Reproduce word for word the passage in the news report on George Holliday's death, starting with "George Holliday, a" and going on through "was reported today.".

Selected excerpt.
━━━

George Holliday, a plumber who gained local and national fame 30 years ago when he used his video camera to tape the infamous Los Angeles police beating of motorist and former Altadena resident Rodney King in Lake View Terrace, has died from COVID-19, it was reported today.
Citing a friend and business partner, TMZ reported that Holliday, 61, died Sunday at a Simi Valley hospital, where he had been since mid-August. He was not vaccinated, and was on a ventilator in recent days, the website reported.
On March 3, 1991, Holliday stood on the balcony of his apartment and used his Sony Video8 Handycam to record four white Los Angeles police officers using batons, Tasers and feet to subdue a Black man later identified as King, whose name quickly became globally synonymous with police brutality.
King, a former John Muir High School and was an unemployed construction worker at the time of the incident, had been drinking and was on probation for a robbery conviction when he was stopped by police near Lake View Terrace, along the Foothill 210 Freeway.
King was instructed to pull over for speeding. He eventually stopped his car in front of Holliday’s apartment building, where LAPD officers took charge of the traffic stop that degenerated into a violent confrontation as officers trying to subdue King pounded on him repeatedly, as others looked on.
King was left with skull fractures, broken bones and teeth, and permanent brain damage.

━━━

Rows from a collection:
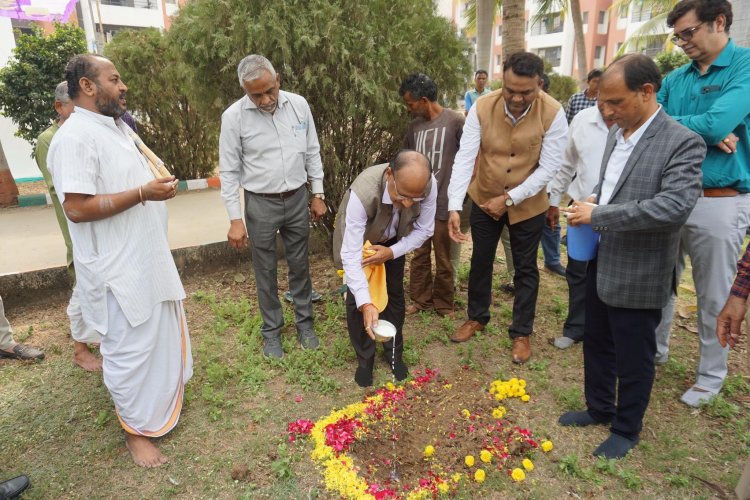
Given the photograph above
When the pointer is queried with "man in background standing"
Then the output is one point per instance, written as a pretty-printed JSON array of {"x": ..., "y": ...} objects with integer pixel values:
[
  {"x": 81, "y": 334},
  {"x": 436, "y": 133},
  {"x": 586, "y": 98},
  {"x": 269, "y": 147}
]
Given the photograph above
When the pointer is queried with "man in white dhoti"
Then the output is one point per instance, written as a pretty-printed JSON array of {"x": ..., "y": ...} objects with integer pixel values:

━━━

Result of this task.
George Holliday, a plumber who gained local and national fame 30 years ago when he used his video camera to tape the infamous Los Angeles police beating of motorist and former Altadena resident Rodney King in Lake View Terrace, has died from COVID-19, it was reported today.